▸ **PASSAGE EXTRAIT**
——

Au niveau individuel, il en découle, au mieux, une écoute sélective, au pire, un déni cognitif et une ignorance de l’autre qui conduisent à des dissonances. Il faut le reconnaître, nous faisons partie du problème !

Autre constat : chacun exerce sur son territoire avec ses propres règles et réseaux. En gros, les développeurs œuvrent dans les zones non protégées où le développement humain prend la main. Le réseau environnement intervient, lui, sur 4 à 10 % du territoire protégé par des statuts divers. Ces monopoles territoriaux maintiennent une imperméabilité entre réseaux : les leçons apprises ne sont pas transmises. Les acteurs de la conservation pourraient s’investir davantage auprès des développeurs pour influencer leurs diagnostic et décision.

——

▸ **DONNÉES SOURCES**
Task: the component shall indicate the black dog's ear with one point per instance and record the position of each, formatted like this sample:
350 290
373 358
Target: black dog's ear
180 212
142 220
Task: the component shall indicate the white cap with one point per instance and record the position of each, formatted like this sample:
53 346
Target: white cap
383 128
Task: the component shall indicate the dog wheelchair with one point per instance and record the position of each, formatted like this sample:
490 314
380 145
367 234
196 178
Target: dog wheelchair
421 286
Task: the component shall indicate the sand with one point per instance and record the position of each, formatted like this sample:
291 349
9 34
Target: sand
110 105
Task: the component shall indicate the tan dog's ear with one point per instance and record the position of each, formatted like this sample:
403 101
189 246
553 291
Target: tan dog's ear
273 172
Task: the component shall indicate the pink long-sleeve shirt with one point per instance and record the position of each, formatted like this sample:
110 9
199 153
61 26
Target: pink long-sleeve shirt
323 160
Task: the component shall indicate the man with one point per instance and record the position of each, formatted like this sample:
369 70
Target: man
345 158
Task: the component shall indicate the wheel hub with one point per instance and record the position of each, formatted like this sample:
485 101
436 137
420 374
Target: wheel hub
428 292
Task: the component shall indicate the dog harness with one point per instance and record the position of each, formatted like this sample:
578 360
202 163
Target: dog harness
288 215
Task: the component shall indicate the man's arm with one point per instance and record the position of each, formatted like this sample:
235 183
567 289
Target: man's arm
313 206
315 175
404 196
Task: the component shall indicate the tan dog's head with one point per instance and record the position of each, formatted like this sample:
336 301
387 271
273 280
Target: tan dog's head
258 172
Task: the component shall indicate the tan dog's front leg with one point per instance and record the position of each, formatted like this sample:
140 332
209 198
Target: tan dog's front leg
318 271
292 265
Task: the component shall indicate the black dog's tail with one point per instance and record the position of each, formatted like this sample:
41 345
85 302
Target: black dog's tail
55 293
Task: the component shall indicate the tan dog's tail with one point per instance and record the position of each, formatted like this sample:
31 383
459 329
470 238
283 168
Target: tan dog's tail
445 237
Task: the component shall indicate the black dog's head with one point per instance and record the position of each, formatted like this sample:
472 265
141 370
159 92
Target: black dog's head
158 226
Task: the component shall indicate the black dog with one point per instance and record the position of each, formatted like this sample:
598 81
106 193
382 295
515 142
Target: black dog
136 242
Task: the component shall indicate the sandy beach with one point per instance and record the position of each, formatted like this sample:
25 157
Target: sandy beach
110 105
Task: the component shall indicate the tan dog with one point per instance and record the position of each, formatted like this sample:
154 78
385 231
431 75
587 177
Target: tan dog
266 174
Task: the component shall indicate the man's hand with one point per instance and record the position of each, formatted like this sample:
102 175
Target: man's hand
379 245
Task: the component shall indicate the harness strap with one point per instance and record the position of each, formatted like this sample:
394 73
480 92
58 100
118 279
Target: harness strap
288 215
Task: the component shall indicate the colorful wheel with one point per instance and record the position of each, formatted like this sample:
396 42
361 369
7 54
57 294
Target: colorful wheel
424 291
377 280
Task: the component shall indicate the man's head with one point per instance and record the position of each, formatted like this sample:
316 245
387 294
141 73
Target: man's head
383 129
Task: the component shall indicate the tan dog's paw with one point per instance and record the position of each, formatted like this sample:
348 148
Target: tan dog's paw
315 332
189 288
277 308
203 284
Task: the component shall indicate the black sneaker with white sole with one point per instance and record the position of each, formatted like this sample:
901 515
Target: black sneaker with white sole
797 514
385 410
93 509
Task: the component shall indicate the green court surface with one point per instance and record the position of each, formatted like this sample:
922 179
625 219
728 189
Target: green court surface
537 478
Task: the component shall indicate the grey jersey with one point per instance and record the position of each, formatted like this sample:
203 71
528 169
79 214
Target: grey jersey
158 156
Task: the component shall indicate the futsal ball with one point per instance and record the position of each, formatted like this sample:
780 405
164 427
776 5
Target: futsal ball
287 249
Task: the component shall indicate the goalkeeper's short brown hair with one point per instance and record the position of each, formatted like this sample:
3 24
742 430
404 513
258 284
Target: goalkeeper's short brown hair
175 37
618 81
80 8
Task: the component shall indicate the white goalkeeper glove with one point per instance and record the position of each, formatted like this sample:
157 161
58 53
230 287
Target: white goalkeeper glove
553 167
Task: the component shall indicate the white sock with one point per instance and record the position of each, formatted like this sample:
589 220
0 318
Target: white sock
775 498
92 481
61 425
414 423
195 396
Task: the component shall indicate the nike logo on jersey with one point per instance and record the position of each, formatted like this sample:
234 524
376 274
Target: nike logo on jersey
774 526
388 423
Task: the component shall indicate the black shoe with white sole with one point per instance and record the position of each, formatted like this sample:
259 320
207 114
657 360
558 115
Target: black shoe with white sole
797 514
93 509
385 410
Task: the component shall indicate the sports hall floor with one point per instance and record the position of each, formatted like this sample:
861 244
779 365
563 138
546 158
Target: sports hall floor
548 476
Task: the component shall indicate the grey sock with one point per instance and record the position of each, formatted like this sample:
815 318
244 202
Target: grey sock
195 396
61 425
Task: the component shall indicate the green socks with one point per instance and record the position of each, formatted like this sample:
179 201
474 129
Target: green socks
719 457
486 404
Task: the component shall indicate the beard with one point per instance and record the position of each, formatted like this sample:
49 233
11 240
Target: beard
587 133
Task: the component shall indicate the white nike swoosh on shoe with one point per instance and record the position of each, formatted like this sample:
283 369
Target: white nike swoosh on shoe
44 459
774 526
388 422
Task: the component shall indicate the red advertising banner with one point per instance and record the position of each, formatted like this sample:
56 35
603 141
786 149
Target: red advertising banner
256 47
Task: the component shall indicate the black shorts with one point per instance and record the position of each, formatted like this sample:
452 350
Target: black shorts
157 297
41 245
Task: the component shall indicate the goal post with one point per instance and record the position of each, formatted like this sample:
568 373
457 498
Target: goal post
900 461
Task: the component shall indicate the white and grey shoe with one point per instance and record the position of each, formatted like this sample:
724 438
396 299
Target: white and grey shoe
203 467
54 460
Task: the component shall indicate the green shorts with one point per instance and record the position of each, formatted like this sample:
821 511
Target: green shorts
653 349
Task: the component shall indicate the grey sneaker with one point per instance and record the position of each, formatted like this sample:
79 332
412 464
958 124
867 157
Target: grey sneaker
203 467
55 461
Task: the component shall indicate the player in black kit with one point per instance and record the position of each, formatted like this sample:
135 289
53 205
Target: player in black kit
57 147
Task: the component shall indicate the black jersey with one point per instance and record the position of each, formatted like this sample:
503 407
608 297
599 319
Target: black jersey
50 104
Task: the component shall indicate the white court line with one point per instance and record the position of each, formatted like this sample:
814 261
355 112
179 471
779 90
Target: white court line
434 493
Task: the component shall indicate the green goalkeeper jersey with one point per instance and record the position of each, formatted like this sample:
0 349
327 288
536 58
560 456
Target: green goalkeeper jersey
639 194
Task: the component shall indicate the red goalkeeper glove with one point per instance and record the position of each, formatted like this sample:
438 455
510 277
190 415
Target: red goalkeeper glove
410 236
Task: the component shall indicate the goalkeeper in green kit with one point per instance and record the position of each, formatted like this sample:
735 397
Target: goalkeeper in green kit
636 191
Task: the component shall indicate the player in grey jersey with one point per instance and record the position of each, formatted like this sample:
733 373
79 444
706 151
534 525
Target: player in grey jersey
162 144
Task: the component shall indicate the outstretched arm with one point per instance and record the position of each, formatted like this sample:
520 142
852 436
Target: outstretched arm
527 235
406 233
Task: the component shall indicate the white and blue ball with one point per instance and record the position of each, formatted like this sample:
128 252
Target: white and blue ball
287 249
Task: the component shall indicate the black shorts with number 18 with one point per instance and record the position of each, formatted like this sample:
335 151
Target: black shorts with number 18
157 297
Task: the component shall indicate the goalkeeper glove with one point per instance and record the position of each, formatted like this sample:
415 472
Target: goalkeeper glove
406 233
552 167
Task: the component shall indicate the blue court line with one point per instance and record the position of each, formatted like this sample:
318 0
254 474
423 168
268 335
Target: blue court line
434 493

——

▸ **CONSIGNE**
Poursuivez, s'il vous plaît, le passage sur les réseaux de la conservation et du développement à partir de sa dernière phrase. Les entrées ci-dessus n'entrent pas en jeu ici.

▸ **RÉPONSE À L'EXERCICE**
Les premiers indicateurs du développement international sont issus d’une longue expérience. Ils sont aujourd’hui intégrés dans les logiques des politiques et des gouvernances nationales (PIB, taux d’accès à l’eau potable…). A contrario, les résultats de suivi issus de concepts nouveaux n’influencent pas toujours les processus de planification d’autant plus que l’expertise internationale s’est décalée vers le suivi-évaluation. Dans l’environnement, ces outils « passifs » se contentent alors de constater le déclin. Du reste, dans beaucoup de pays en voie de développement, les résultats qu’ils affichent n’ont pas d’incidence, notamment sur le niveau de financement des plans quinquennaux.
L’environnement reste souvent un axe sans obligation de résultat, un garde-fou politiquement correct, une annexe dans les documents de projet.
Seul l’objectif 1 des Objectifs de développement du millénaire et la lutte contre la pauvreté sont considérés comme les fédérateurs soutenus par l’aide internationale. Dans la balance des décisions, l’environnement pèse peu.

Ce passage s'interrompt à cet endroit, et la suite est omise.